(Photo object pointing records)
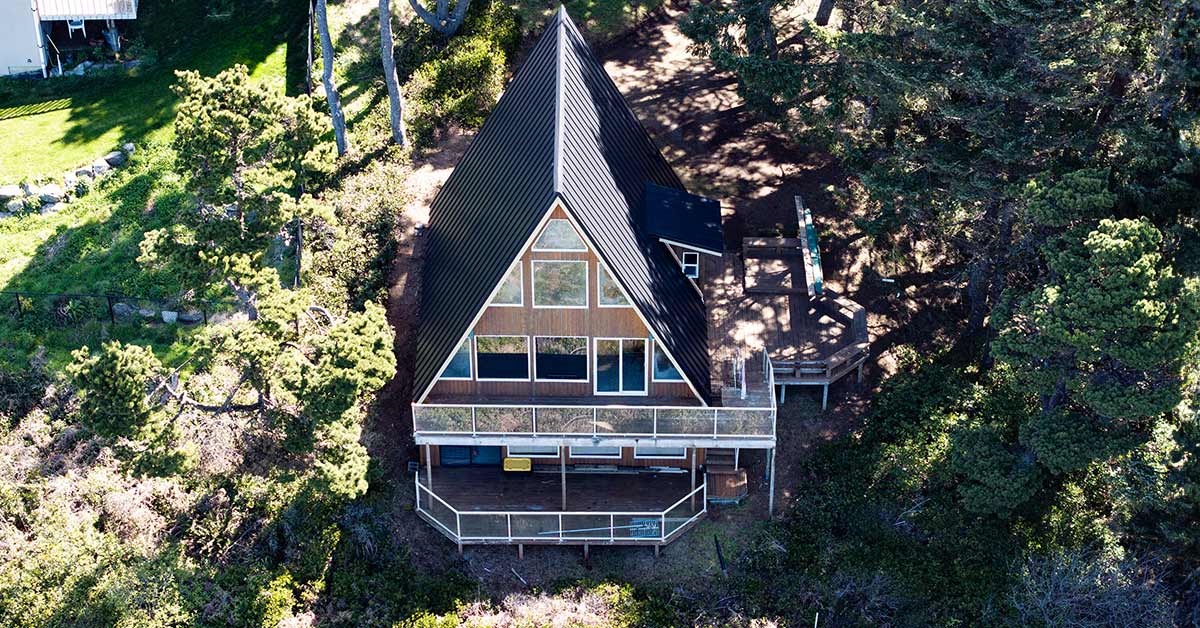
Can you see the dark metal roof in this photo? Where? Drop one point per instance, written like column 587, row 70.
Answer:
column 683, row 219
column 562, row 130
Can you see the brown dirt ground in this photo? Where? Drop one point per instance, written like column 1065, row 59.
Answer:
column 721, row 150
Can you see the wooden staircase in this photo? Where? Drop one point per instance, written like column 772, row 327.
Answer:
column 726, row 482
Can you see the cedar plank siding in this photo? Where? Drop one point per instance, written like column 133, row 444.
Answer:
column 592, row 322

• TASK DESCRIPTION
Reproduce verbatim every line of the records from the line containing "Can you see the brown" through the end of the records, and output nothing else.

• EXERCISE RESPONSE
Can you see the brown dirt ground in this photo? Where? Drop one point per instance, written like column 1065, row 59.
Answer:
column 721, row 150
Can you see the wooden staircase in this photo? Where? Drop one point per instance, written like column 772, row 327.
Answer:
column 726, row 482
Can you see the cedar plank siding in this photo? Where? Drop one point per instance, written like column 133, row 444.
Answer:
column 592, row 322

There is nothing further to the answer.